start RECORDS TO USE

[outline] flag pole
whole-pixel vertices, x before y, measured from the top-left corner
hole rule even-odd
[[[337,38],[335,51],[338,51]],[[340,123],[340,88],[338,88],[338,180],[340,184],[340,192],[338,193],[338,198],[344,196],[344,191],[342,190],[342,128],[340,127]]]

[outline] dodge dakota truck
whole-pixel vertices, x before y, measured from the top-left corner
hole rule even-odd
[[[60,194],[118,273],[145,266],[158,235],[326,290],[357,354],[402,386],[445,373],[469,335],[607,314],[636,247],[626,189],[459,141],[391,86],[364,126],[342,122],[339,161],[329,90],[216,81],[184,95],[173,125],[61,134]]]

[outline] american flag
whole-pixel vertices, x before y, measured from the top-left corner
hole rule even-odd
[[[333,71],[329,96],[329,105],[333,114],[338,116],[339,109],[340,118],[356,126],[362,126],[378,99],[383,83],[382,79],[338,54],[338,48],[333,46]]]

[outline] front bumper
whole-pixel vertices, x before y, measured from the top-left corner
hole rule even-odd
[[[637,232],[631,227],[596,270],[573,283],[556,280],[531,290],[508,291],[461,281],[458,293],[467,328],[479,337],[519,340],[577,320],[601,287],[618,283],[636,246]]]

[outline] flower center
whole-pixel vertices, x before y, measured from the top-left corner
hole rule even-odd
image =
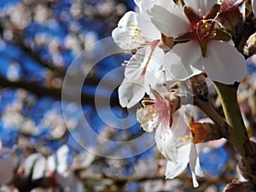
[[[215,22],[201,20],[192,26],[194,35],[200,40],[208,40],[216,36]]]

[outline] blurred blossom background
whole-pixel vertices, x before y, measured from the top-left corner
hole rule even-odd
[[[117,150],[132,154],[148,142],[142,137],[126,148],[99,143],[86,134],[81,120],[84,116],[96,134],[112,141],[130,141],[144,134],[136,123],[136,110],[119,107],[118,86],[113,88],[121,83],[123,69],[99,85],[108,72],[130,57],[125,53],[108,56],[96,65],[81,63],[79,70],[87,73],[81,93],[84,115],[72,98],[61,101],[64,77],[73,61],[84,49],[86,61],[93,57],[94,43],[110,37],[120,17],[134,9],[133,0],[0,1],[1,192],[217,192],[238,178],[234,172],[238,156],[225,140],[201,144],[200,159],[206,176],[199,178],[197,189],[192,187],[189,169],[175,179],[165,179],[166,162],[155,146],[129,158],[109,159],[80,145],[99,148],[111,155]],[[256,123],[255,61],[247,61],[247,79],[239,90],[251,137]],[[98,108],[97,89],[97,96],[106,101],[106,106]],[[221,113],[213,90],[211,96]],[[108,105],[119,119],[129,115],[132,125],[116,129],[129,122],[111,120]],[[70,117],[66,122],[63,111]],[[197,116],[203,118],[201,113]]]

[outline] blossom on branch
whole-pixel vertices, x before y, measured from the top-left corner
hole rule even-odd
[[[154,5],[150,10],[152,22],[177,43],[164,59],[169,75],[184,80],[201,71],[213,81],[241,82],[246,74],[245,59],[217,20],[220,5],[207,0],[184,3],[183,9]]]

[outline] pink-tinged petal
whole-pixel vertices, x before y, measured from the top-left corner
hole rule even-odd
[[[197,155],[197,151],[195,148],[195,145],[194,143],[191,143],[191,148],[190,148],[190,153],[189,153],[189,168],[191,170],[192,173],[192,179],[193,179],[193,186],[195,188],[198,187],[199,184],[196,181],[196,175],[197,176],[202,176],[202,171],[201,170],[200,167],[200,162],[199,162],[199,158]]]
[[[175,139],[172,131],[166,129],[163,124],[160,124],[155,131],[154,139],[158,150],[165,158],[172,162],[177,162],[177,148],[172,143],[173,139]]]
[[[175,45],[164,58],[167,79],[185,80],[201,73],[203,70],[201,60],[201,49],[196,42]]]
[[[15,166],[9,160],[0,160],[0,186],[13,178]]]
[[[190,28],[190,24],[183,15],[180,8],[172,9],[169,11],[165,8],[154,5],[149,15],[152,16],[153,24],[166,36],[177,38],[187,32]]]
[[[162,84],[162,63],[165,53],[162,49],[156,47],[152,54],[145,73],[145,84],[150,84],[153,89]]]
[[[152,23],[148,15],[145,13],[140,13],[137,16],[137,25],[143,37],[147,38],[148,42],[152,42],[156,39],[160,39],[161,34],[156,26]]]
[[[186,168],[189,163],[190,144],[186,144],[178,148],[177,162],[168,161],[166,170],[166,178],[174,178],[180,175]]]
[[[212,81],[228,84],[241,82],[247,73],[243,55],[225,42],[210,42],[204,67]]]
[[[256,15],[256,1],[255,0],[252,0],[252,8],[253,8],[253,12],[254,15]]]
[[[151,55],[150,46],[145,46],[138,49],[128,61],[125,70],[125,77],[131,80],[138,79],[144,73],[143,71],[149,62]]]
[[[185,121],[186,116],[181,113],[181,109],[183,108],[183,106],[174,113],[172,113],[172,125],[171,130],[172,131],[173,137],[178,138],[184,136],[189,135],[189,124]]]
[[[113,41],[123,49],[133,49],[145,42],[137,28],[137,13],[129,11],[112,32]]]
[[[187,6],[192,8],[195,13],[197,13],[199,16],[202,16],[207,15],[212,7],[218,2],[217,0],[184,0],[184,3]]]
[[[146,13],[154,4],[157,3],[158,0],[134,0],[134,2],[141,13]]]
[[[143,79],[137,81],[124,79],[119,88],[119,99],[122,108],[130,108],[139,102],[145,95]]]

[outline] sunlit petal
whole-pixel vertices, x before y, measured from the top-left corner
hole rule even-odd
[[[145,37],[148,41],[151,42],[155,39],[160,38],[160,32],[156,26],[151,22],[148,15],[140,13],[137,15],[138,27],[142,31],[142,34]],[[150,30],[148,30],[150,29]]]
[[[206,15],[211,8],[217,3],[216,0],[184,0],[187,6],[191,7],[198,15]],[[200,11],[199,11],[200,10]]]
[[[199,74],[202,72],[201,59],[200,47],[195,42],[177,44],[164,58],[166,75],[174,79],[185,80]]]
[[[146,88],[144,87],[143,79],[137,81],[124,79],[119,88],[119,99],[123,108],[131,108],[139,102],[144,96]]]
[[[209,44],[204,66],[212,80],[224,84],[241,82],[247,73],[242,55],[230,44],[219,41]]]
[[[188,32],[190,25],[182,11],[176,9],[170,11],[161,6],[154,5],[148,14],[152,16],[151,20],[154,25],[162,33],[167,37],[177,38]]]
[[[133,49],[145,42],[137,28],[137,13],[129,11],[112,32],[114,42],[123,49]]]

end RECORDS TO USE

Make an exact copy of every record, pictures excluded.

[outline] flag pole
whole-pixel vertices, x before y, measured from the top-left corner
hole rule even-odd
[[[337,38],[335,51],[338,51]],[[340,123],[340,88],[338,88],[338,180],[340,184],[340,192],[338,193],[338,198],[344,196],[344,191],[342,190],[342,128],[340,127]]]

[outline] dodge dakota truck
whole-pixel vertices, x before y, measured from the top-left corner
hole rule even-odd
[[[60,194],[118,273],[145,266],[158,235],[326,290],[357,354],[402,386],[445,373],[469,335],[607,314],[636,247],[626,189],[459,141],[391,86],[364,126],[342,122],[339,161],[329,90],[216,81],[184,95],[173,125],[61,134]]]

[outline] american flag
whole-pixel vertices, x before y, measured from the top-left corner
hole rule even-odd
[[[333,71],[329,96],[329,105],[333,114],[338,116],[339,109],[340,118],[356,126],[362,126],[378,99],[383,83],[382,79],[338,54],[338,48],[333,46]]]

[outline] front bumper
whole-pixel vertices, x before y, measured from the top-left corner
hole rule even-odd
[[[637,232],[631,227],[596,270],[573,283],[556,280],[531,290],[508,291],[461,281],[458,293],[467,328],[479,337],[519,340],[577,320],[601,287],[618,283],[636,246]]]

[outline] flower center
whole-pixel vertices, x before y, measured from the top-left corner
hole rule even-odd
image =
[[[215,22],[201,20],[192,26],[194,35],[200,40],[208,40],[216,36]]]

[outline] blurred blossom background
whole-pixel vertices, x before y, measured from the top-left corner
hole rule even-odd
[[[117,150],[132,154],[148,142],[142,137],[126,148],[99,143],[86,134],[81,120],[84,116],[96,134],[112,141],[130,141],[144,134],[136,123],[136,110],[119,107],[118,86],[113,88],[121,83],[123,69],[99,85],[108,72],[130,57],[125,53],[108,56],[96,65],[81,63],[79,70],[87,73],[81,93],[84,115],[72,98],[61,101],[64,77],[73,61],[84,49],[86,61],[93,57],[94,43],[110,37],[120,17],[134,9],[133,0],[0,1],[1,192],[217,192],[238,178],[234,172],[238,156],[225,140],[201,144],[200,159],[206,176],[199,178],[197,189],[192,187],[189,169],[175,179],[165,179],[166,162],[155,146],[129,158],[109,159],[80,145],[99,148],[111,155]],[[256,123],[255,61],[247,61],[247,79],[239,90],[251,137]],[[98,108],[97,89],[97,96],[106,101],[106,106]],[[221,113],[213,90],[211,96]],[[108,105],[119,119],[129,115],[132,125],[116,129],[129,122],[111,120]],[[70,117],[66,122],[63,111]],[[197,116],[203,118],[201,113]]]

[outline] blossom on branch
whole-pixel vertices, x before y, measured from the top-left corner
hole rule even-odd
[[[154,5],[150,10],[152,22],[177,43],[164,59],[169,75],[184,80],[201,71],[213,81],[241,82],[246,74],[245,59],[217,20],[220,5],[207,0],[184,3],[183,9]]]

[outline] pink-tinged petal
whole-pixel vertices, x before y, measured from the top-left corner
hole rule even-odd
[[[197,155],[197,151],[195,148],[195,145],[194,143],[191,143],[191,148],[190,148],[190,153],[189,153],[189,168],[191,170],[192,173],[192,179],[193,179],[193,186],[195,188],[198,187],[199,184],[196,181],[196,175],[197,176],[202,176],[202,171],[201,170],[200,167],[200,162],[199,162],[199,158]]]
[[[175,139],[172,131],[166,129],[163,124],[160,124],[155,131],[154,139],[158,150],[165,158],[172,162],[177,162],[177,148],[172,143],[173,139]]]
[[[175,45],[164,58],[167,79],[185,80],[201,73],[203,70],[201,60],[201,49],[196,42]]]
[[[15,166],[9,160],[0,160],[0,186],[13,178]]]
[[[190,28],[190,24],[183,15],[180,8],[172,9],[169,11],[165,8],[154,5],[149,15],[152,16],[153,24],[166,36],[177,38],[187,32]]]
[[[162,84],[162,63],[165,53],[162,49],[156,47],[152,54],[145,73],[145,84],[150,84],[153,89]]]
[[[152,23],[148,15],[145,13],[140,13],[137,16],[137,25],[143,37],[147,38],[148,42],[152,42],[156,39],[160,39],[161,34],[156,26]]]
[[[186,168],[189,163],[190,144],[186,144],[178,148],[177,162],[168,161],[166,170],[166,178],[174,178],[180,175]]]
[[[212,81],[228,84],[241,82],[247,73],[243,55],[225,42],[210,42],[204,67]]]
[[[256,15],[256,1],[255,0],[252,0],[252,8],[253,8],[253,12],[254,15]]]
[[[151,55],[150,46],[145,46],[138,49],[128,61],[125,70],[125,77],[131,80],[138,79],[144,73],[143,71],[149,62]]]
[[[185,121],[186,116],[181,113],[181,109],[183,108],[183,106],[174,113],[172,113],[172,125],[171,130],[172,131],[173,137],[178,138],[184,136],[189,135],[189,124]]]
[[[113,41],[123,49],[133,49],[145,42],[137,28],[137,13],[129,11],[112,32]]]
[[[187,6],[192,8],[195,13],[197,13],[199,16],[202,16],[207,15],[212,7],[218,2],[217,0],[184,0],[184,3]]]
[[[146,13],[154,4],[157,3],[158,0],[134,0],[134,2],[141,13]]]
[[[143,79],[137,81],[124,79],[119,88],[119,99],[122,108],[130,108],[139,102],[145,95]]]

[outline] sunlit petal
whole-pixel vertices, x before y, measured from the top-left corner
hole rule even-odd
[[[145,37],[148,41],[151,42],[155,39],[160,38],[160,32],[156,26],[151,22],[148,15],[140,13],[137,15],[138,27],[142,31],[142,34]],[[150,30],[148,30],[150,29]]]
[[[206,15],[211,8],[217,3],[216,0],[184,0],[187,6],[191,7],[198,15]],[[200,11],[199,11],[200,10]]]
[[[199,74],[202,72],[201,59],[200,47],[195,42],[177,44],[164,58],[166,75],[174,79],[185,80]]]
[[[146,88],[144,87],[143,79],[137,81],[124,79],[119,88],[119,99],[123,108],[131,108],[139,102],[144,96]]]
[[[209,44],[204,66],[212,80],[224,84],[241,82],[247,73],[242,55],[230,44],[219,41]]]
[[[188,32],[190,25],[182,11],[176,9],[170,11],[161,6],[154,5],[148,14],[152,16],[151,20],[154,25],[162,33],[167,37],[177,38]]]
[[[133,49],[145,42],[137,28],[137,13],[129,11],[112,32],[114,42],[123,49]]]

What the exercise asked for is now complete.